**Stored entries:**
::::::::

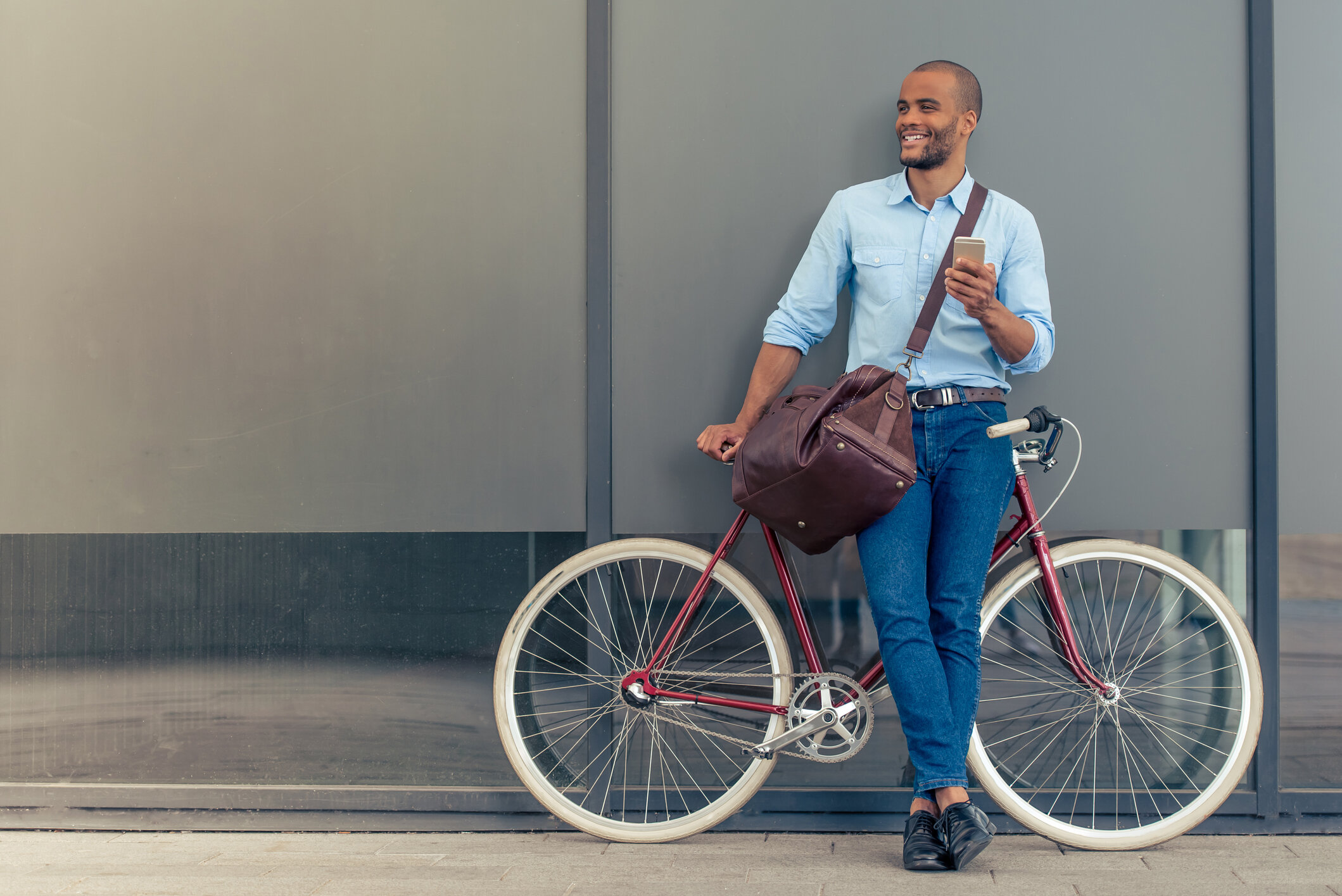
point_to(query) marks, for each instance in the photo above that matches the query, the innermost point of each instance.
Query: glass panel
(837, 596)
(305, 659)
(1312, 660)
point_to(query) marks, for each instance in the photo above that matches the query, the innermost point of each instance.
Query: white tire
(554, 615)
(1199, 717)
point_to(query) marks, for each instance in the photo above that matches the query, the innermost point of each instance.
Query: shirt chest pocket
(880, 271)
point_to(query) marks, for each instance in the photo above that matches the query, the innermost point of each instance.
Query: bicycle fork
(1029, 522)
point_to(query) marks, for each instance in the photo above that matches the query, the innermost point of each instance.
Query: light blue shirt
(886, 248)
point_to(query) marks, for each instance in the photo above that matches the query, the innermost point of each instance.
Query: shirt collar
(960, 196)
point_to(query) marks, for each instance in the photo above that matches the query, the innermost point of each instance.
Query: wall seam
(1265, 412)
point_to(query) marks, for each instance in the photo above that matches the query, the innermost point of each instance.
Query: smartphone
(971, 247)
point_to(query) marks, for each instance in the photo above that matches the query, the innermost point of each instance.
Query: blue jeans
(925, 564)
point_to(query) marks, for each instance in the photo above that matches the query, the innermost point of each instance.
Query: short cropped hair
(968, 93)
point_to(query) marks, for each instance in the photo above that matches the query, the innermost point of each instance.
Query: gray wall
(291, 265)
(1309, 301)
(735, 122)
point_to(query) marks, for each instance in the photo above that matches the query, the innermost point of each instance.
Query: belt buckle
(948, 394)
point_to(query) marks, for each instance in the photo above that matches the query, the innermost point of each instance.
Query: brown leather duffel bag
(827, 463)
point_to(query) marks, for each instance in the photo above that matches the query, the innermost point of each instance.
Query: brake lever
(1046, 458)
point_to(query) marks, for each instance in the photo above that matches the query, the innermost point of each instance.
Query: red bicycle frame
(1027, 526)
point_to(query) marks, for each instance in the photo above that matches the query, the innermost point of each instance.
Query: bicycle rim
(1140, 767)
(611, 769)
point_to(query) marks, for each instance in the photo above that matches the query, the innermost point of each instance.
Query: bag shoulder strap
(937, 294)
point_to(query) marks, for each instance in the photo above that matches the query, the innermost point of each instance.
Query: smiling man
(925, 562)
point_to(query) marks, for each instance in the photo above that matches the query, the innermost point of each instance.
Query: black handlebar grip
(1041, 419)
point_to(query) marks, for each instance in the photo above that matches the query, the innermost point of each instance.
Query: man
(927, 561)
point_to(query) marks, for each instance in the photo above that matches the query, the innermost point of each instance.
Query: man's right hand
(723, 440)
(772, 372)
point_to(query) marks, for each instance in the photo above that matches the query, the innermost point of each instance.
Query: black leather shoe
(965, 831)
(923, 847)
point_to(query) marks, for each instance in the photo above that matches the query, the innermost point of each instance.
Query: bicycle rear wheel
(621, 772)
(1146, 764)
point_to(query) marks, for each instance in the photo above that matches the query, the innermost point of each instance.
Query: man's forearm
(773, 370)
(1012, 337)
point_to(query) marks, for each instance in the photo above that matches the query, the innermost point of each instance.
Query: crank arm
(819, 722)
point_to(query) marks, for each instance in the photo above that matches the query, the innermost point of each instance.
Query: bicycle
(645, 687)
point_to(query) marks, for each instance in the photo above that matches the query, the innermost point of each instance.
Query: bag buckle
(909, 358)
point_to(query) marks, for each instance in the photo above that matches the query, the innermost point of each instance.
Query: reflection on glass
(1312, 660)
(333, 659)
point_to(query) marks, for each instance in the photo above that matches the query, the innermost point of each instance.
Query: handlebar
(1036, 420)
(996, 431)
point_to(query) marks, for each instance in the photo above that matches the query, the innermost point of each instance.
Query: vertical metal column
(1263, 315)
(599, 462)
(599, 510)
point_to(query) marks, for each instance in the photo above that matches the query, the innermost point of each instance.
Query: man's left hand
(975, 285)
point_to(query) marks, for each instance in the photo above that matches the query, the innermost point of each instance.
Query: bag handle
(928, 317)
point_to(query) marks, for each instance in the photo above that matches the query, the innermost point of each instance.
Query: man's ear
(968, 122)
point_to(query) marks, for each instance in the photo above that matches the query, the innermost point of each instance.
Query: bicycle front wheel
(1157, 755)
(639, 773)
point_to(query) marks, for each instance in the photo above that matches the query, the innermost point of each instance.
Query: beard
(940, 145)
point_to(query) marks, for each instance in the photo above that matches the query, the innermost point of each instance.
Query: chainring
(844, 736)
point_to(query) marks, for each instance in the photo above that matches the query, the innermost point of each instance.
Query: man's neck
(930, 184)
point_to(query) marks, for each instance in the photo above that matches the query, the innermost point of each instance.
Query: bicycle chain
(742, 742)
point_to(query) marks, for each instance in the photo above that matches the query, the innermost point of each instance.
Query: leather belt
(944, 396)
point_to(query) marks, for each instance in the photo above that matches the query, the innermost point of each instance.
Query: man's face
(929, 122)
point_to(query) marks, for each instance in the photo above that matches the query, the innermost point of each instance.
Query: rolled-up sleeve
(808, 309)
(1023, 287)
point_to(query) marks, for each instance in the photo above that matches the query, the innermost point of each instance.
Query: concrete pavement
(564, 864)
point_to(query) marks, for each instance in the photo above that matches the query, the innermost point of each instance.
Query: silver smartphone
(971, 247)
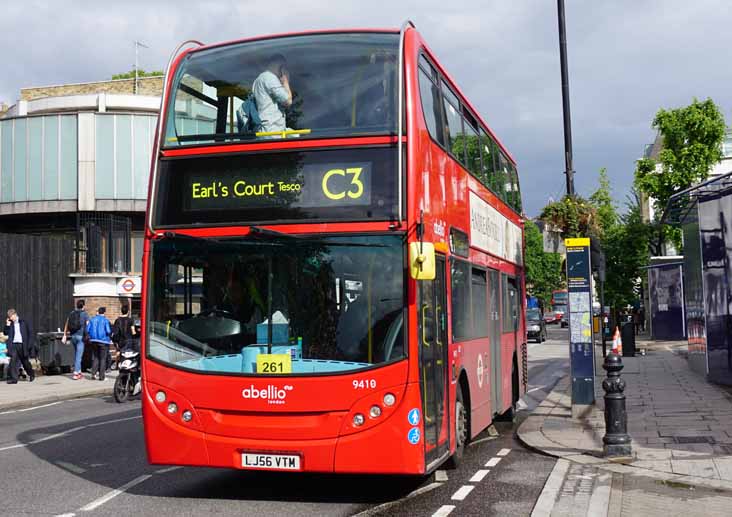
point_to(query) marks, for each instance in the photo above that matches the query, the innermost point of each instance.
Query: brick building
(74, 164)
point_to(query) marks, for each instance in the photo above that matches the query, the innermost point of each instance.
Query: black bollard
(616, 439)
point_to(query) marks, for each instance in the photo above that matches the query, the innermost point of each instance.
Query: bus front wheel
(461, 429)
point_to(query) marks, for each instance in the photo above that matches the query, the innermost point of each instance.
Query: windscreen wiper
(257, 231)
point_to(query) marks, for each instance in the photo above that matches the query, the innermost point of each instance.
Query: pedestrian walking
(76, 327)
(21, 346)
(123, 331)
(4, 359)
(100, 337)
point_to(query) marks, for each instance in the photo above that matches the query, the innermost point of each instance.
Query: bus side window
(430, 95)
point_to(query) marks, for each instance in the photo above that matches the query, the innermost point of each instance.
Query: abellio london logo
(272, 394)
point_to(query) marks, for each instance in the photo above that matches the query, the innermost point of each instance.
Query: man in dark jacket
(21, 346)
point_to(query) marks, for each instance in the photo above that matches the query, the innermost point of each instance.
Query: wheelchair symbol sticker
(413, 416)
(413, 436)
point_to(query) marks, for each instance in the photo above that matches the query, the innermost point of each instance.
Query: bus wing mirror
(422, 260)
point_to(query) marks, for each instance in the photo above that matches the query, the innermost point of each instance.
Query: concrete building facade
(74, 163)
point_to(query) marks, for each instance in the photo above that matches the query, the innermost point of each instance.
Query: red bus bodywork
(315, 424)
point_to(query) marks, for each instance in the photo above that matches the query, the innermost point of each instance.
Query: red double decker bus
(333, 260)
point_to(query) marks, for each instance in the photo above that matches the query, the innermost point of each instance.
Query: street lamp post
(569, 171)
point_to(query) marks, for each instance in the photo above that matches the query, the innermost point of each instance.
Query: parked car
(535, 325)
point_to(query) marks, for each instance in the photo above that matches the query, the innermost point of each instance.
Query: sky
(627, 59)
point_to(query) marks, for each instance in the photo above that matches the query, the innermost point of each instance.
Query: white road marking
(444, 511)
(487, 439)
(70, 466)
(66, 433)
(379, 509)
(166, 470)
(114, 493)
(462, 492)
(478, 476)
(28, 409)
(38, 407)
(545, 504)
(115, 421)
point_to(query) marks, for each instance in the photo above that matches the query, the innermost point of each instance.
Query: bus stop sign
(579, 308)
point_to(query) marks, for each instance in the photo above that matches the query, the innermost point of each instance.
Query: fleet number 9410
(364, 384)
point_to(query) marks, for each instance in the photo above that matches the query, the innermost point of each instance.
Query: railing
(103, 243)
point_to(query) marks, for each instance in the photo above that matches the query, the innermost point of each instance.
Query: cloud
(626, 60)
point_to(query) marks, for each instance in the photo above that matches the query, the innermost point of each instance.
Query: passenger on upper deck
(272, 92)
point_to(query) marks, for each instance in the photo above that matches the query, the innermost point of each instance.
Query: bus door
(432, 328)
(494, 311)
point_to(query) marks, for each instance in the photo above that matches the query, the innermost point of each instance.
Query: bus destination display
(310, 186)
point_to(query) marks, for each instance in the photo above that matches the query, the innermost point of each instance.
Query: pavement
(52, 388)
(681, 430)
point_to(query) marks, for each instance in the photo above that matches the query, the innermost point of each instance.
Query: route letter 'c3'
(355, 182)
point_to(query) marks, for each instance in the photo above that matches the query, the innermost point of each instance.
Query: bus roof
(447, 75)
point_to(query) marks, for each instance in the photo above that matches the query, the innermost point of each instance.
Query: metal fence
(103, 243)
(34, 278)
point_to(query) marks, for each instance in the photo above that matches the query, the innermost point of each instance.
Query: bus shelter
(705, 215)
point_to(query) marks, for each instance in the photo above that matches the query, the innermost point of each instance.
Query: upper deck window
(316, 86)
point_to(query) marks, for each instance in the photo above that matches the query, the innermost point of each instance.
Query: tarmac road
(87, 457)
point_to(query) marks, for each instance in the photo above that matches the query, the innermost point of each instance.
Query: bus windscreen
(314, 86)
(324, 303)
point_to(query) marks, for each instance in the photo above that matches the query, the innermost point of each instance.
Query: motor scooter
(128, 380)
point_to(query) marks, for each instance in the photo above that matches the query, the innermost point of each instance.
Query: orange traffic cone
(617, 342)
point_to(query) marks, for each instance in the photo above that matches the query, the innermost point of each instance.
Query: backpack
(74, 321)
(247, 116)
(99, 328)
(122, 330)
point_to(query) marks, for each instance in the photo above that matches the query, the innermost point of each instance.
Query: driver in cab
(272, 94)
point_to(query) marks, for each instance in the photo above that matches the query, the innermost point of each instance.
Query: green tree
(140, 73)
(573, 215)
(602, 200)
(543, 270)
(691, 145)
(626, 253)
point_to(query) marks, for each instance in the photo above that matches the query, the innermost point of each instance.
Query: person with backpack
(123, 330)
(76, 327)
(272, 94)
(100, 337)
(21, 346)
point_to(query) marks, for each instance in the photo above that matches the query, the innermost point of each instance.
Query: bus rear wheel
(461, 430)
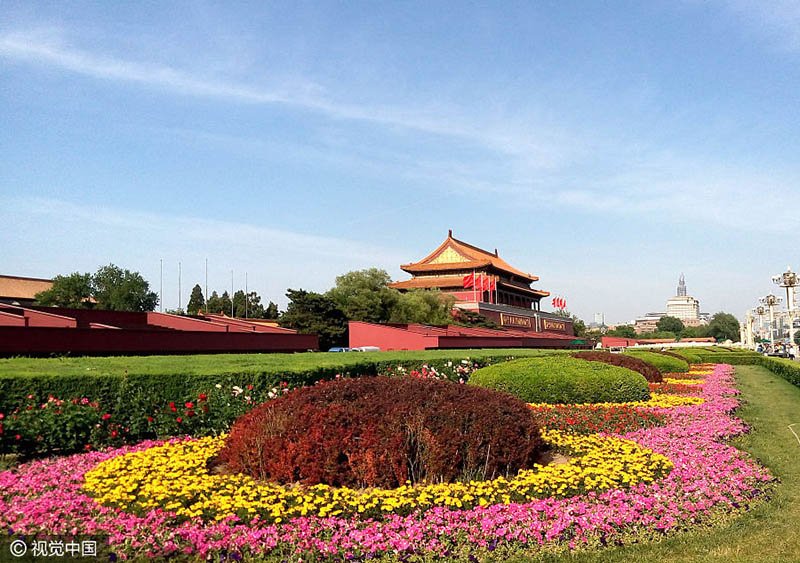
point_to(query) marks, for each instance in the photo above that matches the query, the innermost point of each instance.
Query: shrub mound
(563, 380)
(381, 432)
(664, 363)
(649, 371)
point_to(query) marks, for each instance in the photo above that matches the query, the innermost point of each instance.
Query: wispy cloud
(48, 47)
(777, 21)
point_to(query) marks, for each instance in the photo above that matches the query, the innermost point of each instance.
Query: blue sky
(606, 147)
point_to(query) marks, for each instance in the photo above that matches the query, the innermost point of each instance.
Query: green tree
(423, 306)
(271, 312)
(724, 326)
(73, 291)
(624, 331)
(669, 324)
(116, 289)
(255, 310)
(196, 301)
(578, 326)
(313, 313)
(364, 295)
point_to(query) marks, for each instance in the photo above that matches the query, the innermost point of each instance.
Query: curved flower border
(175, 477)
(710, 481)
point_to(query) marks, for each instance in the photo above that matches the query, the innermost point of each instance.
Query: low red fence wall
(108, 341)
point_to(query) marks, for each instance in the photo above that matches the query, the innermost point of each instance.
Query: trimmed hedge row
(688, 354)
(783, 367)
(650, 372)
(118, 382)
(561, 379)
(665, 364)
(787, 369)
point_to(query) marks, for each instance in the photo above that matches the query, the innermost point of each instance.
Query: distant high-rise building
(684, 307)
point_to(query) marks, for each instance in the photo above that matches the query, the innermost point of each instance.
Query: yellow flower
(174, 477)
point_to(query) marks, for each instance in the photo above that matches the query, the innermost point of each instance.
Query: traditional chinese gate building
(503, 294)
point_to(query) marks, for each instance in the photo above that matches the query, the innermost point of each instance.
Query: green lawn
(769, 533)
(212, 364)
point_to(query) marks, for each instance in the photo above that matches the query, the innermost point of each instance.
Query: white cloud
(47, 47)
(777, 21)
(84, 237)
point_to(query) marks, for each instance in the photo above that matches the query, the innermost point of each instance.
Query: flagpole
(474, 295)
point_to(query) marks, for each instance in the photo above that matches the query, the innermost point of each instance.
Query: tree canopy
(73, 291)
(424, 306)
(578, 326)
(196, 301)
(111, 288)
(313, 313)
(364, 295)
(670, 324)
(724, 326)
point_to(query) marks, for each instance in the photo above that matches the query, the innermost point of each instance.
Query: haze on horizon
(605, 149)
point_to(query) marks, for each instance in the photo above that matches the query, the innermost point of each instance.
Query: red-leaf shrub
(381, 432)
(649, 371)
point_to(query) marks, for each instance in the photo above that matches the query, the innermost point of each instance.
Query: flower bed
(709, 481)
(174, 477)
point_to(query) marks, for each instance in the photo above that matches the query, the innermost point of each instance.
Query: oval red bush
(650, 372)
(382, 432)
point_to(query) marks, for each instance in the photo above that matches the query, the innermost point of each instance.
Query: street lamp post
(789, 280)
(760, 313)
(770, 301)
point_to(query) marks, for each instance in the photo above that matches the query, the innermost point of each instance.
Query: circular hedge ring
(383, 432)
(563, 380)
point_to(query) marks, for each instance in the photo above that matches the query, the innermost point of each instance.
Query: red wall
(34, 340)
(387, 338)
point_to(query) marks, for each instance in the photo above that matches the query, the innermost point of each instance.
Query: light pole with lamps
(760, 312)
(789, 280)
(770, 301)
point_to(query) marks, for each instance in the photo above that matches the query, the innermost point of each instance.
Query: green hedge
(119, 380)
(787, 369)
(563, 380)
(691, 356)
(665, 364)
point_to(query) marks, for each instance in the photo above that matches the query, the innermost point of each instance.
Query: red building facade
(503, 293)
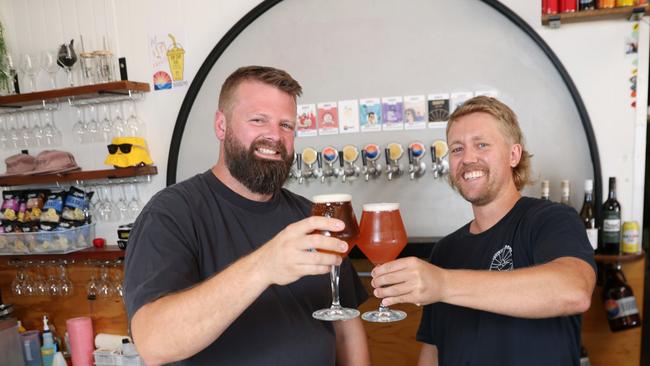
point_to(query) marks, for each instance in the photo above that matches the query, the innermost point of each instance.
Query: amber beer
(338, 206)
(382, 236)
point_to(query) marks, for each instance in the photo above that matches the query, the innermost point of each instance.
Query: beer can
(630, 237)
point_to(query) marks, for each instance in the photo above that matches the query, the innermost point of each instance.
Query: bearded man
(508, 287)
(220, 268)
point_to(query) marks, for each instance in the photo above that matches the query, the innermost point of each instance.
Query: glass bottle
(588, 214)
(619, 300)
(611, 234)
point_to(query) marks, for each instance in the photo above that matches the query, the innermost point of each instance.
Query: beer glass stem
(334, 279)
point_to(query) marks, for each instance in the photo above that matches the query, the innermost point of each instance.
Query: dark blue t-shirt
(196, 228)
(532, 233)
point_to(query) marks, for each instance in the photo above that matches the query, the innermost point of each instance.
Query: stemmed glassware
(381, 238)
(66, 58)
(337, 206)
(49, 65)
(30, 69)
(8, 70)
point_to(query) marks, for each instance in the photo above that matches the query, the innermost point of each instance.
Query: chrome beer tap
(416, 152)
(439, 165)
(370, 160)
(330, 155)
(349, 156)
(393, 152)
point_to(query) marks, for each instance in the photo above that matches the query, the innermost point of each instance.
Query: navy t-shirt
(196, 228)
(532, 233)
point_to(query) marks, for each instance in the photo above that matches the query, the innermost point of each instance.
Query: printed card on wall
(306, 121)
(370, 114)
(459, 98)
(488, 93)
(392, 109)
(348, 116)
(415, 112)
(328, 119)
(438, 109)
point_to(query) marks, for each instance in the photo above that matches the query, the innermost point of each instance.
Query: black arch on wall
(260, 9)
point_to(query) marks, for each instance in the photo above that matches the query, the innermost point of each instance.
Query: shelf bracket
(554, 21)
(637, 13)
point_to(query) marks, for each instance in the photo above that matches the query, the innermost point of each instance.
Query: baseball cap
(19, 164)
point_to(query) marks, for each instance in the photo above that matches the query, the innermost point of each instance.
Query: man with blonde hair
(508, 287)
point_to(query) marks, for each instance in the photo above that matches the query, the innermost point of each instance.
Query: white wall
(592, 52)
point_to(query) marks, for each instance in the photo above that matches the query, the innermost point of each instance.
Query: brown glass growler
(619, 300)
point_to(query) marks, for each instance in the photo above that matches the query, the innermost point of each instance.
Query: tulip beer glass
(381, 238)
(338, 206)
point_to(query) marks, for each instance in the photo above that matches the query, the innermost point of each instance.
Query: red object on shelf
(550, 6)
(99, 242)
(568, 6)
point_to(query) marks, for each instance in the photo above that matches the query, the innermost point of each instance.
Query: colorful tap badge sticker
(370, 114)
(307, 126)
(328, 119)
(330, 154)
(415, 112)
(438, 110)
(459, 98)
(167, 60)
(392, 109)
(372, 152)
(417, 150)
(348, 116)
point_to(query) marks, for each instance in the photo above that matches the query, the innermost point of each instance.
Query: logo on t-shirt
(502, 260)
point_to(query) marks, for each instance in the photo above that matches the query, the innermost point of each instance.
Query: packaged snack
(51, 215)
(74, 208)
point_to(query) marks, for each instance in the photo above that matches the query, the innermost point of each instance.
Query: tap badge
(372, 151)
(417, 149)
(330, 154)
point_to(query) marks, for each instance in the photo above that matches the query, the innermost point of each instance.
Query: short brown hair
(264, 74)
(509, 126)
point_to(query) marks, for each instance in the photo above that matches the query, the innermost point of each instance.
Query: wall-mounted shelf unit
(627, 12)
(88, 175)
(75, 93)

::::::::

**BRIEF:**
Can you filter the records above down to every line containing the word "flower" and copy those lines out? Count only case-exact matches.

**CORRECT OUTPUT:**
Query: curved flower border
Query: yellow flower
Query: flower bed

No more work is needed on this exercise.